課題内容: 次に示す抜粋のうち、「当時の八幡浜市には南予の有名進学校八幡浜高校と」で始まり「2人の性格はどちらかと言えば陰と陽、しかし2人は気が合った。」に至るまでの部分を、一字も変えずに打ち直しなさい。

提供された抜粋:
>>>>

四畳半の部屋に男女7~8人だったと思うが集まった、
いや、待てよ 10人だったかな ?

八幡様の小さな石の鳥居、その横に 古びたボロアパ-ト
は建っていた。

膝小僧抱えた、男のひとり住まい・・・

昭和が光芒きらめいて、紅い夕日が片山町に差し込んでいた。

あれは、そう!
私の弟分 Z昌が和歌山へ発つ少し前のことだった、

ふたりの乙女が泣いた・・・
「男の友情って、すごい! 男の人って・・・?」
感激の余りすすり上げて泣いた・・・

・・・

男の友情  男の世界
女には、わからない 男の世界

紐解いて 見ましょうかね・・・

当時の八幡浜市には南予の有名進学校八幡浜高校と
新しく出来たばかりの八幡浜工業高校の二高が在った。

その中に、工業のI、八高のF、と謳われた2人の双璧がいた、
Iは、後日 極真会館芦原道場の第一期生として入門し初期の
芦原道場を支えた功労者である。

2人の性格はどちらかと言えば陰と陽、しかし2人は気が合った。

「Sさん、ワシ 和歌山へ行くよ!」 我がアパートにイソ浪の
F (Z昌) が唐突に言い出した、
「どこへ ?」 私の問いに・・・「S へ!」

<<<<

記録データ:
>>>>

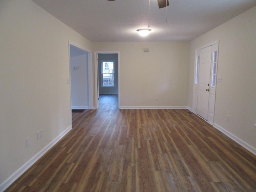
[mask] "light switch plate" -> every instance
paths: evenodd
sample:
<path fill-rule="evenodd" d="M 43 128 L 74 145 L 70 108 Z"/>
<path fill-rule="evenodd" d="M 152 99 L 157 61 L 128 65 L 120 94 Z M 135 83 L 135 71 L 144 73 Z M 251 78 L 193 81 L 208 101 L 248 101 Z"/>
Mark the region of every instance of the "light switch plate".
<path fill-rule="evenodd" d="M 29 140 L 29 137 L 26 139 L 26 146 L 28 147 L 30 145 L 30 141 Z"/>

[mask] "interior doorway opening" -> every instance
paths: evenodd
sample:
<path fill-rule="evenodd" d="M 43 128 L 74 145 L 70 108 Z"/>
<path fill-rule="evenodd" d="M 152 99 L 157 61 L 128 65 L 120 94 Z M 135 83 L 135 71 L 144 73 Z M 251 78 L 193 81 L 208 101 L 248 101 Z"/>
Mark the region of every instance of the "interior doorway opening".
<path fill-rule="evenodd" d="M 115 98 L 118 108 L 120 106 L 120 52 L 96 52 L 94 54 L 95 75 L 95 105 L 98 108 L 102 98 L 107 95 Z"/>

<<<<
>>>>

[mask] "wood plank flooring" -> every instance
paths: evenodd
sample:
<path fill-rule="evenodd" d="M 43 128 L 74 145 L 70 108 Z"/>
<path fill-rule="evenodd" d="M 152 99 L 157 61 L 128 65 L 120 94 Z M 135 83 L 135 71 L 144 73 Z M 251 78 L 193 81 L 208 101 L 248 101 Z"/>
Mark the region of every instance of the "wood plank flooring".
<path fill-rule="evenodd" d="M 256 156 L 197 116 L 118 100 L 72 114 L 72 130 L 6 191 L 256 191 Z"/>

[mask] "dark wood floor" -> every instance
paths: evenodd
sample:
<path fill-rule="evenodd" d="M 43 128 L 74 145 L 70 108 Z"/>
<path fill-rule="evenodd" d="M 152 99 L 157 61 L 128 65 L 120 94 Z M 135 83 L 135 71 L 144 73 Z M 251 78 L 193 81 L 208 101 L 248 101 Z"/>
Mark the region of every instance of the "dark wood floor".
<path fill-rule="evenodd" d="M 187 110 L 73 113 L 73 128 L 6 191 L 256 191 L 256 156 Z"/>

<<<<
>>>>

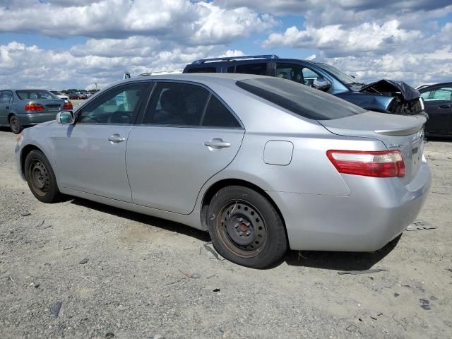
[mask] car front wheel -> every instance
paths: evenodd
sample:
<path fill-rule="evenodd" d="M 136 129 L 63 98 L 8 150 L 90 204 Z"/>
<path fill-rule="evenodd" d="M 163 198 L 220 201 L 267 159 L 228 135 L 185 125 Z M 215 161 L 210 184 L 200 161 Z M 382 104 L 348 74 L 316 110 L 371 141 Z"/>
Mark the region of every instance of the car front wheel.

<<<<

期待される出力:
当時の八幡浜市には南予の有名進学校八幡浜高校と
新しく出来たばかりの八幡浜工業高校の二高が在った。

その中に、工業のI、八高のF、と謳われた2人の双璧がいた、
Iは、後日 極真会館芦原道場の第一期生として入門し初期の
芦原道場を支えた功労者である。

2人の性格はどちらかと言えば陰と陽、しかし2人は気が合った。